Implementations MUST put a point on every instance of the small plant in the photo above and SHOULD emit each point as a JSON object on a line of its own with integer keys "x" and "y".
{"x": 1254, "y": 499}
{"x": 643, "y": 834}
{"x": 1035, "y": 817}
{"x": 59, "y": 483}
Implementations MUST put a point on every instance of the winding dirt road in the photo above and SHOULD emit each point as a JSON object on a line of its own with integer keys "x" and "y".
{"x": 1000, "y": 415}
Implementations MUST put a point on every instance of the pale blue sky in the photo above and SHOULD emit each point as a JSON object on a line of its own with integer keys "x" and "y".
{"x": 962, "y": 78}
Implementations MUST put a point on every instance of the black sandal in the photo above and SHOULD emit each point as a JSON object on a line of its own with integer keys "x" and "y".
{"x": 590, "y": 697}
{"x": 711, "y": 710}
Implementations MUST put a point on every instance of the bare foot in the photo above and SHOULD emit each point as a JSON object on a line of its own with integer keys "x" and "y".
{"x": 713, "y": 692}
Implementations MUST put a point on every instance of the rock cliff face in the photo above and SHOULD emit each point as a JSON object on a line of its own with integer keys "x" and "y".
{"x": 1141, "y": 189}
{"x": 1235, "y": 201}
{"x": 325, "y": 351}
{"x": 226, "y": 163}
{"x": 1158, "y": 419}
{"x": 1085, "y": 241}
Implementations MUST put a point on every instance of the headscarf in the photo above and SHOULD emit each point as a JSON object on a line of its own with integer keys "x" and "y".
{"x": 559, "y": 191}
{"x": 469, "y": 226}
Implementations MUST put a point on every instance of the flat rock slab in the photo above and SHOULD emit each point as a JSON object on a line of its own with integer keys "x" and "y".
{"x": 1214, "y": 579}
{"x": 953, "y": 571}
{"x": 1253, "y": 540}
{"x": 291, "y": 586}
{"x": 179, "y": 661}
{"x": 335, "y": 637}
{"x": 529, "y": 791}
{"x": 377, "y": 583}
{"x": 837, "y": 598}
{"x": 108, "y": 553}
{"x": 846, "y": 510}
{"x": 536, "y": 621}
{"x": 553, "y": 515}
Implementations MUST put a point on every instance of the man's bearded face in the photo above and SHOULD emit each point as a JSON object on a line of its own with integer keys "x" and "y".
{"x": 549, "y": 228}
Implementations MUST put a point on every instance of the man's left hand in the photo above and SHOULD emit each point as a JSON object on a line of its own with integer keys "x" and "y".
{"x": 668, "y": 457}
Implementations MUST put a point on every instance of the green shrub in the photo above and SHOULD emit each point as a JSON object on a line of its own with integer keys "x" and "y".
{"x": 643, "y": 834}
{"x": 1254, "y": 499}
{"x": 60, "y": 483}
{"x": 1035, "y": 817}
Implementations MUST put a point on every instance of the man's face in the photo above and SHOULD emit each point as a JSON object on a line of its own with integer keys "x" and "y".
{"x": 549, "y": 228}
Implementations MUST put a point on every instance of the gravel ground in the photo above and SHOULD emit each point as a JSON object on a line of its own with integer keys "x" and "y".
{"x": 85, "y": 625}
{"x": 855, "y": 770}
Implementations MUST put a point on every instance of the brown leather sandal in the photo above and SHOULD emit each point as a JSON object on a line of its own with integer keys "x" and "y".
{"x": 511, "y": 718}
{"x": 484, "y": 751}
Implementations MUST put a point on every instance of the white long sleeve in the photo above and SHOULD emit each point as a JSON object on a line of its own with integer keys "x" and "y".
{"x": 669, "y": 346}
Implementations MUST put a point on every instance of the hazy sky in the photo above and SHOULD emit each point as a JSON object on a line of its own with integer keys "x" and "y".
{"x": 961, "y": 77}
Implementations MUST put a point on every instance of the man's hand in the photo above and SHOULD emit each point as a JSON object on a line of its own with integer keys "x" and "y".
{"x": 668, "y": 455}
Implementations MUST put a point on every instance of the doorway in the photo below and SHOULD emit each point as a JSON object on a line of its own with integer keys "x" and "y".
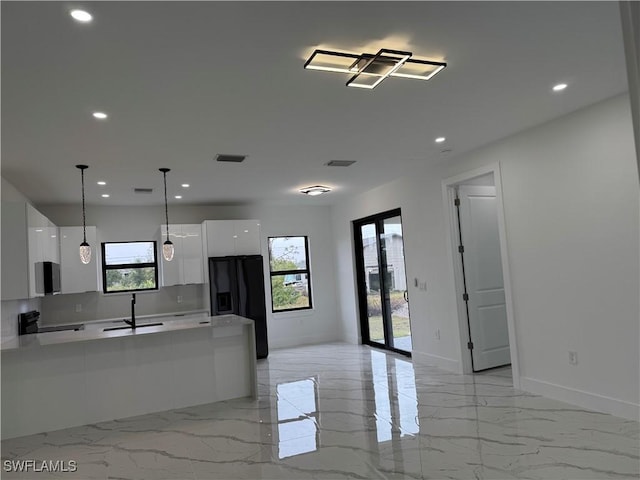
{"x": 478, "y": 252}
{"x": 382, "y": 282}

________________________

Your instructions -
The answer is the full listing above, repeated exactly, with its pictures removed.

Completed exercise -
Implementations MUST put a point on every instance of the small plant in the photo above and SHOULD emit each point as a JSON object on a line of its own with integer keys "x" and "y".
{"x": 1254, "y": 499}
{"x": 643, "y": 834}
{"x": 1035, "y": 817}
{"x": 59, "y": 483}
Implementations MUST put a point on every instance of the winding dirt road in the photo above and SHOULD emit each point as a JSON object on a line of its own with integer keys "x" and "y".
{"x": 1000, "y": 415}
Implementations MUST put a point on every instance of the pale blue sky in the photo above and SHOULD emit each point as a JSON object on a line of its own with integer keys "x" and "y".
{"x": 962, "y": 78}
Implementations MUST put a point on every instance of the black sandal in the photo above and SHOULD emit each point as a JSON object on a line of its own with integer keys "x" and "y".
{"x": 590, "y": 697}
{"x": 711, "y": 710}
Implementations MUST put a point on every instance of the bare foot in the photo above and SHOULD emit each point as a JSON object on a line of its own with integer keys "x" and "y".
{"x": 713, "y": 692}
Implementations MUST put a point on every instance of the rock cliff face in the photo above and SHOULD emit each point as a JSON object on a line of its own with integer keys "x" and "y".
{"x": 1141, "y": 189}
{"x": 1235, "y": 201}
{"x": 325, "y": 351}
{"x": 226, "y": 163}
{"x": 1158, "y": 419}
{"x": 1085, "y": 241}
Implementations MUST put a point on every instance of the headscarf in the photo above and SHOULD emit each point as a JSON object on a line of its own with integer keys "x" and "y".
{"x": 559, "y": 191}
{"x": 469, "y": 226}
Implementations MUST put a point on every instance of the flat rock slab in the photo above and SHOULD emit each point as a JSON object on a line of its own with integer keys "x" and "y".
{"x": 1214, "y": 579}
{"x": 953, "y": 571}
{"x": 1253, "y": 540}
{"x": 291, "y": 586}
{"x": 179, "y": 661}
{"x": 335, "y": 637}
{"x": 529, "y": 791}
{"x": 377, "y": 583}
{"x": 837, "y": 598}
{"x": 108, "y": 553}
{"x": 846, "y": 510}
{"x": 536, "y": 621}
{"x": 553, "y": 515}
Implementations MUST put a point on every instance of the man's bearded face in the photo above and SHOULD emit each point as a JSON object on a line of its own with integer keys "x" and "y".
{"x": 549, "y": 228}
Implementations MUST put a point on every instance of the man's left hand in the photo above and SHOULD emit each point as a JSON object on a line of its own with integer keys "x" and "y".
{"x": 668, "y": 457}
Implementations MUST put a point on every instance of the green shrub in the photo above and SHOULD emit each point as a JSON object on a line of its own with integer keys "x" and "y".
{"x": 643, "y": 834}
{"x": 1254, "y": 499}
{"x": 60, "y": 483}
{"x": 1035, "y": 817}
Implementations MUST put a point on every instance of the man's face in the photo above and SHOULD emit each point as a JSON object on a line of its own with integer keys "x" and "y".
{"x": 549, "y": 228}
Implementations MUST put a point on every instance of the gravel ground in the photo above and SHOULD emit each point as a JSON object on a line of its own with integer keys "x" and "y".
{"x": 85, "y": 625}
{"x": 855, "y": 770}
Implementations MUST put a point on every instance of the brown leather sandal in the photo above and SHOULD emit each point as a JSON object on a line of its own with integer keys "x" and "y".
{"x": 511, "y": 718}
{"x": 484, "y": 751}
Implementations MUST put a point on every instance of the white long sleeve in the photo above and SHOULD emit each point as a JSON object on a line of its own with integer keys "x" and "y".
{"x": 669, "y": 346}
Implementations MUST put a point on every instance of the hazy sky in the photo above and SHOULD emit each point as a JSON object on a line of its own with integer keys "x" and "y".
{"x": 961, "y": 77}
Implementations MUST put a point on every instance of the man's hand in the photo above and SHOULD emit each point as a JSON object on a line of its own with integer keys "x" and "y".
{"x": 668, "y": 455}
Implementations MUST put a point on every instance of the doorway in the photo below and SHOULD emit each point as a JSON object on a line of its own with integer keys "x" and "y".
{"x": 478, "y": 252}
{"x": 382, "y": 282}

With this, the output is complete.